### Brano del documento
----------------------------------------

Recentemente è stata osservato un aumento dell'espressione di IL-18 nelle placche aterosclerotiche, mediato localmente da rilascio di IFN-gamma. Inoltre i modelli animali confermano non solo il ruolo proaterogenico dell'IL-18 ma anche l'effetto benefico dell'inibizione di questa interleuchina sulla progressione e sulla composizione della placca.
Sebbene uno studio precedente abbia evidenziato livelli elevati di IL-18 in pazienti con infarto acuto del miocardio, non esistono dati su un impatto prognostico dell'IL-18 per eventi cardiovascolari futuri.

----------------------------------------

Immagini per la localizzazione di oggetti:
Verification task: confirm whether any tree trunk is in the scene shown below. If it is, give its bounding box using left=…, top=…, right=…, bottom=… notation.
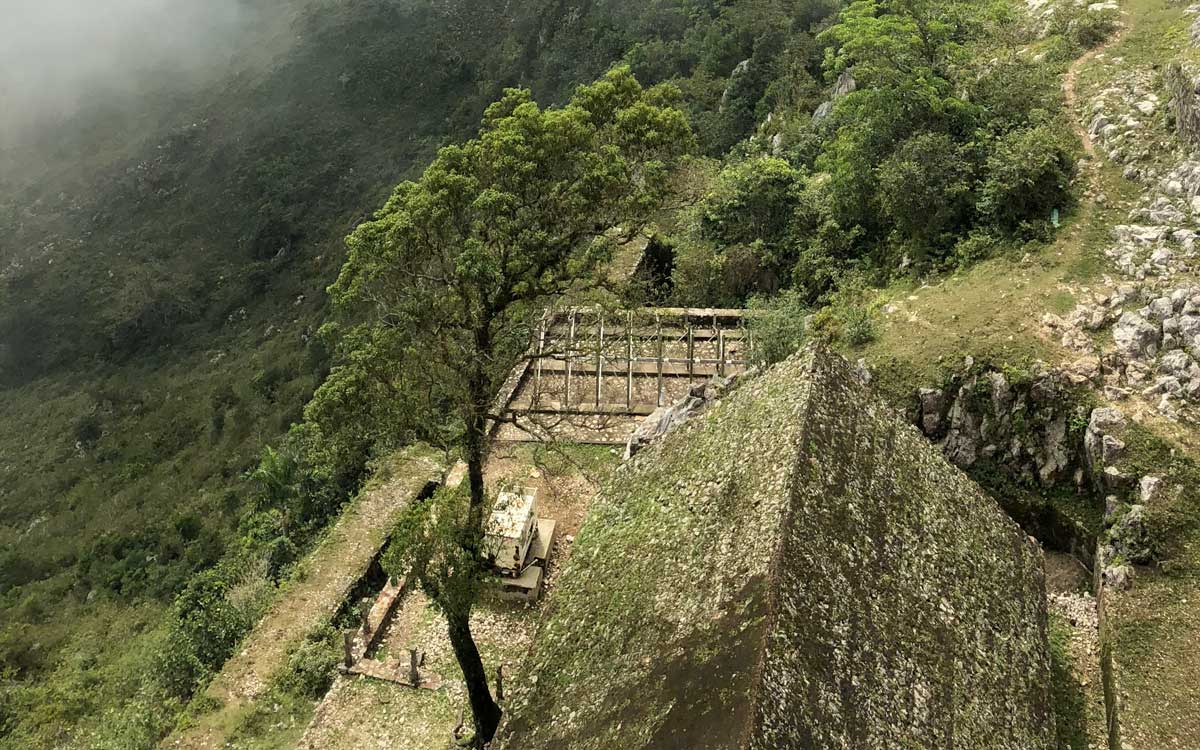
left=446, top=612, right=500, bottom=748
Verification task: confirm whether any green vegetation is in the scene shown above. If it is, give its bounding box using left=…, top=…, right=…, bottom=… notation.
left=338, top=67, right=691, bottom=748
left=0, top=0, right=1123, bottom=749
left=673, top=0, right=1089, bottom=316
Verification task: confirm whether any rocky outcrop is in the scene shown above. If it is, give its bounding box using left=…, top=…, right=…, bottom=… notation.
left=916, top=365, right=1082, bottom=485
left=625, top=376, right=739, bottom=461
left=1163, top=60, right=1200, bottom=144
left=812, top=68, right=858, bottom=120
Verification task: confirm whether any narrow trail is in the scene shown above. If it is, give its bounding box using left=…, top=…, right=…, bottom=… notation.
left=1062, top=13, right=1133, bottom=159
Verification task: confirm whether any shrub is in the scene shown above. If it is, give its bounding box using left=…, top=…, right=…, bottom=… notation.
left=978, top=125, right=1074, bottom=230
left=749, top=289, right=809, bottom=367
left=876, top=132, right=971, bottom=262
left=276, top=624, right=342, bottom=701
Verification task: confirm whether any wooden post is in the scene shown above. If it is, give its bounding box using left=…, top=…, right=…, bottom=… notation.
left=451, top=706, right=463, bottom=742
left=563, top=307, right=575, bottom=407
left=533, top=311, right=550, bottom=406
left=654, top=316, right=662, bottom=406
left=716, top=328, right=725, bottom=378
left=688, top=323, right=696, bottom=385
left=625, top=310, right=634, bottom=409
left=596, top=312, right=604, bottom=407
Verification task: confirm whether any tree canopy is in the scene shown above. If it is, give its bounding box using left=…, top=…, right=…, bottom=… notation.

----------------------------------------

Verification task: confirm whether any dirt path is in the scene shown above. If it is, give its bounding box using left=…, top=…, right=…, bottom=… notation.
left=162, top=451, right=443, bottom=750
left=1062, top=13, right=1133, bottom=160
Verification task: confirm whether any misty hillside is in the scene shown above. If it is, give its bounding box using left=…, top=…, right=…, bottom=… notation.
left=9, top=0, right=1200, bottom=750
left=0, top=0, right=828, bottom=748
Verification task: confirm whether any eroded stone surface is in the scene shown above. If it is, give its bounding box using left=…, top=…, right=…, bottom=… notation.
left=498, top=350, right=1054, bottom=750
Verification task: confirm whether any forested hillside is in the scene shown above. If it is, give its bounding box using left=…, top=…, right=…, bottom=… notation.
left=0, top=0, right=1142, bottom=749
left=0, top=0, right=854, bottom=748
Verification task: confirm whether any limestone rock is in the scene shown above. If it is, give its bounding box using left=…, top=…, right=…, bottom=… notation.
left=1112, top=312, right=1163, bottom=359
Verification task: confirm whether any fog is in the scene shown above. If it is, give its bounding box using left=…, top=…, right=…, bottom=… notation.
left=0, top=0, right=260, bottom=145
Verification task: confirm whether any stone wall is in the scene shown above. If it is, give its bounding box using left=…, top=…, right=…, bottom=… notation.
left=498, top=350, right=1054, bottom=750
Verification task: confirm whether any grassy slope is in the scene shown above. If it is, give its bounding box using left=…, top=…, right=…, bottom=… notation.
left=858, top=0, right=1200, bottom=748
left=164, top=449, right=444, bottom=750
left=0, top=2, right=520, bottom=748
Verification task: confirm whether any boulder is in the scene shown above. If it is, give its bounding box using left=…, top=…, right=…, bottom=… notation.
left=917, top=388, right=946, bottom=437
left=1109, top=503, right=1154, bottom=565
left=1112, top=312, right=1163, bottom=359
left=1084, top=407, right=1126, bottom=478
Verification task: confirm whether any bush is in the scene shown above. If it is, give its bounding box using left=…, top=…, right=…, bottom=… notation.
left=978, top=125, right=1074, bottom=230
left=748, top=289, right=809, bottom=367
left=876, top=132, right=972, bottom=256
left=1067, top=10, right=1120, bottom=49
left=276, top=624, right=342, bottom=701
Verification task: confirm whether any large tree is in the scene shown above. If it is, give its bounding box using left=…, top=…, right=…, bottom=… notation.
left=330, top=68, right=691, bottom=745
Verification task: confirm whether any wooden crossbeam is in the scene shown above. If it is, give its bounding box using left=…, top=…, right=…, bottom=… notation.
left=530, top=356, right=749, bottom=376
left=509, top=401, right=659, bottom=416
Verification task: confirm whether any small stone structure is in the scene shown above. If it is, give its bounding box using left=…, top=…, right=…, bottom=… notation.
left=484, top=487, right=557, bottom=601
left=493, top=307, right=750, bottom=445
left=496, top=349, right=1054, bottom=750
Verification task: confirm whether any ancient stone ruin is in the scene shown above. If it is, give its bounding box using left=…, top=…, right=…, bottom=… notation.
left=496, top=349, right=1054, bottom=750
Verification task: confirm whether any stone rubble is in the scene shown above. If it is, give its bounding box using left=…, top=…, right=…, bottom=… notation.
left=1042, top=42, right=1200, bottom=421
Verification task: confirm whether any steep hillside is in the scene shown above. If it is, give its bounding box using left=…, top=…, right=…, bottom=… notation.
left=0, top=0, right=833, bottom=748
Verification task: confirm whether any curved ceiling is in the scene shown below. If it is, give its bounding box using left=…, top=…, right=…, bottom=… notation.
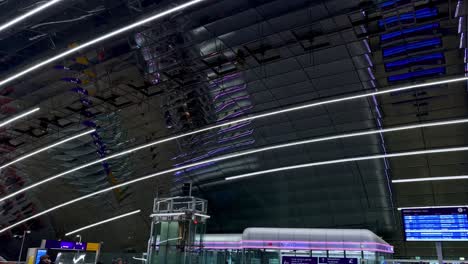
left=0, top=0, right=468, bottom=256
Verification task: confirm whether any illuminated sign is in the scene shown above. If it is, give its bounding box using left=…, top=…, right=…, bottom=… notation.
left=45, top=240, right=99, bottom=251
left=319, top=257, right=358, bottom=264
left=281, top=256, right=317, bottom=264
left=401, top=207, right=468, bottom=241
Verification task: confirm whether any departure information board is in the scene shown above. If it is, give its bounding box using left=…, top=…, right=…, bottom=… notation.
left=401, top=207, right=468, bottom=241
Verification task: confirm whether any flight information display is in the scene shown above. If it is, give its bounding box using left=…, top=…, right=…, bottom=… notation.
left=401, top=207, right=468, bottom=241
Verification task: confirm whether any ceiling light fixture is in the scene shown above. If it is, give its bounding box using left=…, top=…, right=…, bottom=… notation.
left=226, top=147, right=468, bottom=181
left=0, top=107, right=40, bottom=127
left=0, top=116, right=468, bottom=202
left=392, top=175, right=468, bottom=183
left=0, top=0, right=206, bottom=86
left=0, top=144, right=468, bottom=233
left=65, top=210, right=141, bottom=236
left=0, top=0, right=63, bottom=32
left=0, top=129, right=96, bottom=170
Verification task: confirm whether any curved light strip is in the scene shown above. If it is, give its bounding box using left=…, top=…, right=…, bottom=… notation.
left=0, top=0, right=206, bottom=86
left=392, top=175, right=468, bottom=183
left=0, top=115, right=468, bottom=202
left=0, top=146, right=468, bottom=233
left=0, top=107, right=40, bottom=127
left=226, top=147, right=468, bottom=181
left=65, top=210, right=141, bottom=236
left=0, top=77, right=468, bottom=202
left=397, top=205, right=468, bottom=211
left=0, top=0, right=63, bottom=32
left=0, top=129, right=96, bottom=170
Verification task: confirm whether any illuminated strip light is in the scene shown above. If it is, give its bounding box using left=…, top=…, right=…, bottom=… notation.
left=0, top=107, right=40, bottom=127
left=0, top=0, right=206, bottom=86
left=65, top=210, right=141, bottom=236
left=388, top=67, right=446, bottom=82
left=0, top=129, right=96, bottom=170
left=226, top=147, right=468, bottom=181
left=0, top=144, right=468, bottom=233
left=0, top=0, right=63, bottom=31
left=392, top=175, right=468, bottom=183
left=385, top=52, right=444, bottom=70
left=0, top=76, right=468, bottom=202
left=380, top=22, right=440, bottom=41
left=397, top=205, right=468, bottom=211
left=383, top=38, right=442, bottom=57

----------------------------------------

### Consegna 1
Trascrivi fedelmente il brano sull'IL-18, a partire da "Sebbene uno studio" e fino a "eventi cardiovascolari futuri.".
### Consegna 2
Indica se ciascuna affermazione concorda con il brano sull'IL-18, rispondendo sì o no e citando alla lettera le parole del brano che lo stabiliscono. (a) L'aumento dell'espressione di IL-18 nelle placche aterosclerotiche è mediato localmente dal rilascio di IFN-gamma. (b) Esistono già dati su un impatto prognostico dell'IL-18 per eventi cardiovascolari futuri. (c) Secondo i modelli animali, l'inibizione dell'IL-18 ha un effetto benefico sulla progressione della placca.

### Spazio risposta 1
Sebbene uno studio precedente abbia evidenziato livelli elevati di IL-18 in pazienti con infarto acuto del miocardio, non esistono dati su un impatto prognostico dell'IL-18 per eventi cardiovascolari futuri.

### Spazio risposta 2
(a) Sì: "mediato localmente da rilascio di IFN-gamma".
(b) No: "non esistono dati su un impatto prognostico dell'IL-18 per eventi cardiovascolari futuri".
(c) Sì: "l'effetto benefico dell'inibizione di questa interleuchina sulla progressione e sulla composizione della placca".